[Study text Boundary: Start]
Keywords: primary care, qualitative research, geriatric medicine
Strengths and limitations of this study.
A strength and novel aspect of the study was interviewing patients about their deprescribing journey at two time points, immediately after their deprescribing consultation and 5 to 6 weeks later.
A strength of the study was the inclusion of patients, their informal carers and healthcare professionals collectively, providing a multiperspective insight into the barriers and facilitators of deprescribing in primary care in England.
Our sample of patients and informal carers were lower than expected, due to challenges recruiting patients who were actively having a medicine deprescribed.
Introduction
Frailty can be understood as the age-related decline in physiological structures that can result in, among other consequences, an increased vulnerability to adverse drug reactions (ADRs). This is due to the interplay between physiological changes and pharmacokinetics and pharmacodynamics.1 Consequently, there is an increasing focus on the safe and appropriate use of medicines in patients living with frailty. One strategy to improve medicines safety is to reduce or stop medicines that may no longer be appropriate or beneficial, a process referred to as deprescribing.2
If undertaken appropriately, deprescribing has been shown to support a reduction in ADRs and can improve quality of life.3 Several process tools to support deprescribing have been created.2 4–6 However, to date, no implementation science frameworks exist specific to deprescribing. Such a framework may allow researchers to implement deprescribing, with the knowledge of the contextual determinants in a specific setting, to cater the process to the specific needs of the practice population.7 Furthermore, identifying factors that facilitate or hinder deprescribing continue to be a high priority to ensure the process of deprescribing is safely and effectively implemented to optimise patient outcomes.8
Evidence suggests that barriers to deprescribing exist at various socioecological levels.8 For instance, several studies have found clinicians in primary care face time restraints that hinder effective deprescribing, including limited time to review medicines, engage in consultations and provide adequate follow-up.9–11 Interpersonal barriers also exist and include ineffective communication with prescribers across healthcare settings, with some prescribers hesitant to deprescribe medicines prescribed by specialists in other care settings.10 12 13 Challenges with communicating deprescribing effectively to patients using appropriate discourse exist.12 Similarly, studies have reported prescriber hesitancy to deprescribe due to limited knowledge and guidance on how to do so appropriately and safely.9 14 15 Finally, clinician hesitancy to deprescribe also exists because of a fear that deprescribing may be perceived by the patient as a withdrawal of care.9
From the perspective of patients living with frailty, managing multiple morbidities often means engaging with multiple prescribers over a sustained period, with evidence suggesting this scenario can make deprescribing challenging. For instance, an increased risk of poor communication between parties involved in a patient’s care has been cited, resulting in patients being confused about which prescriber has authority to deprescribe.10 Similarly, patients prescribed medicines for a significant period are often reluctant to stop those medicines, particularly if they believe that the medicine is necessary, or that stopping the medicine would result in negative outcomes.9 16 Likewise, older adults often lack sufficient knowledge about their medicines, limiting confidence and willingness to engage in decision-making related to deprescribing.15 Finally, paternalistic prescribing attitudes, void of shared decision-making, have also been shown to be a barrier to deprescribing.15 16
Studies have also reported facilitators of deprescribing. These include ensuring clinicians receive sufficient information and support related to the risks and benefits of deprescribing specific medicines to enable an informed decision.14 Similarly, adopting an organisational culture, which encourages peer-to-peer learning, has been found to improve the self-efficacy of clinicians to deprescribe.12 17 From a patient perspective, factors such as shared decision-making, trust in the clinician as a result of familiarity built through sustained clinician–patient relations and a desire to reduce medicines have been found to support deprescribing.10 18–20
Despite a growing evidence base on barriers to and facilitators of deprescribing, studies largely exist outside of the UK with only 3 out of 40 studies identified in a recent systematic review on deprescribing in primary care.8 More so, there is a paucity in research into deprescribing focused specifically on patients living with frailty, a patient cohort increasingly considered a priority group for interventions that improve medicines safety. For example, recent policy in England, such as the General Medical Services contract, requires general practice (GP) to conduct structured medication reviews (SMR) with patients living with moderate to severe frailty.21 A potential outcome of an SMR is that a patient may have one or more of their medicines stopped. To support the success and effectiveness of deprescribing as a potential outcome of SMRs for patients living with frailty, clinicians need to be aware of the barriers to and facilitators of deprescribing in this group. Furthermore, while international studies have aimed to understand the patient perspective on deprescribing, no studies appear to have captured the barriers/facilitators of deprescribing from the perspective of patients who were actively having a medicine reduced or stopped. Finally, few studies have identified the determinants of behaviour that either facilitate or act as a barrier to deprescribing. To address these gaps this study aimed to explore the barriers/facilitators to deprescribing from the perspectives of clinicians, patients living with frailty who reside at home and were candidates for deprescribing and their informal carers, in the specific context of primary care in England, drawing on the Theoretical Domains Framework (TDF) to identify behavioural components associated with barriers/facilitators of the process.
[Study text Boundary: End]
[Data extracts Boundary: Start]
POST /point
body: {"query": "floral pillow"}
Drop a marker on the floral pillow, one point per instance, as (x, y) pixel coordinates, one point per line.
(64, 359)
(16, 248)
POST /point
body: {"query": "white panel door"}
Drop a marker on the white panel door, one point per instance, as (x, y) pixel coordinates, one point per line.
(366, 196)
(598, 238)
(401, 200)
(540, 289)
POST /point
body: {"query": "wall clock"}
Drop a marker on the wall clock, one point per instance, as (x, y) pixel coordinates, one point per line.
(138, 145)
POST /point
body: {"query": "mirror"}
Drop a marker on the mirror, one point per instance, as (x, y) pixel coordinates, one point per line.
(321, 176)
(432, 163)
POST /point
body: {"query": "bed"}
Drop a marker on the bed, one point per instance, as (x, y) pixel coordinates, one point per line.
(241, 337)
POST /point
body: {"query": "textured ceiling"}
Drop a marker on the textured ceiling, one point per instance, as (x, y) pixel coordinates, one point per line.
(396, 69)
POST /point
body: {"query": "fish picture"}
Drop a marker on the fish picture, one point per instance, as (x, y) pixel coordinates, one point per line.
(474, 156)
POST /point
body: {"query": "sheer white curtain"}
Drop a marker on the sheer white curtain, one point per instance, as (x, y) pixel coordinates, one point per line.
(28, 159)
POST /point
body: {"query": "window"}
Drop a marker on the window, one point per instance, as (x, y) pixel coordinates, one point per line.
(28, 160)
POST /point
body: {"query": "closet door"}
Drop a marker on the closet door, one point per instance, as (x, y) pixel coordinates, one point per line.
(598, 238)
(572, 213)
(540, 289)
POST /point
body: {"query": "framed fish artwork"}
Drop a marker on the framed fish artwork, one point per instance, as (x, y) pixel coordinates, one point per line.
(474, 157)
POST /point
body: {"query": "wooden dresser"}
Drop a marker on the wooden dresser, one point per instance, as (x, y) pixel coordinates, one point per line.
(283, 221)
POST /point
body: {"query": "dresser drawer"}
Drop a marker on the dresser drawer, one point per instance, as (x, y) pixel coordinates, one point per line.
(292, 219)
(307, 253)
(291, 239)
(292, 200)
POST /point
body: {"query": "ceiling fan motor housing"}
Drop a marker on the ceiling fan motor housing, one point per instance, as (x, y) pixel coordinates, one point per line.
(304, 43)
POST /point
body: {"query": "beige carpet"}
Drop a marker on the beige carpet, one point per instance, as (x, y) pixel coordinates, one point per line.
[Data extracts Boundary: End]
• _Required action_
Render this sentence from the deprescribing text into Spanish: "A potential outcome of an SMR is that a patient may have one or more of their medicines stopped." The data play no part in this exercise.

• _Exercise solution_
Un posible resultado de una SMR es que a un paciente se le suspendan uno o más de sus medicamentos.